■ What is needed ■
Can you edit the listing below so that every "green stem" becomes "red leaf", leaving everything else as it is?

■ Input for this task ■
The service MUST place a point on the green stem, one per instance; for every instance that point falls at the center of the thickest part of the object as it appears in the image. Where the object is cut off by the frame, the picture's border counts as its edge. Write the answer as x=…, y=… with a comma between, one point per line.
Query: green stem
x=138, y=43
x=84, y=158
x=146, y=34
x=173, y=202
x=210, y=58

■ Solution to this task ■
The service MUST place a point on the red leaf, one per instance; for every instance that point falls at the center of the thickest part of the object as it appears in the image. Where the object is cut off by the frame, the picture's border counts as its edge. Write the answer as x=…, y=… with a comma between, one point per line.
Query: red leaf
x=138, y=43
x=84, y=158
x=146, y=34
x=173, y=202
x=210, y=58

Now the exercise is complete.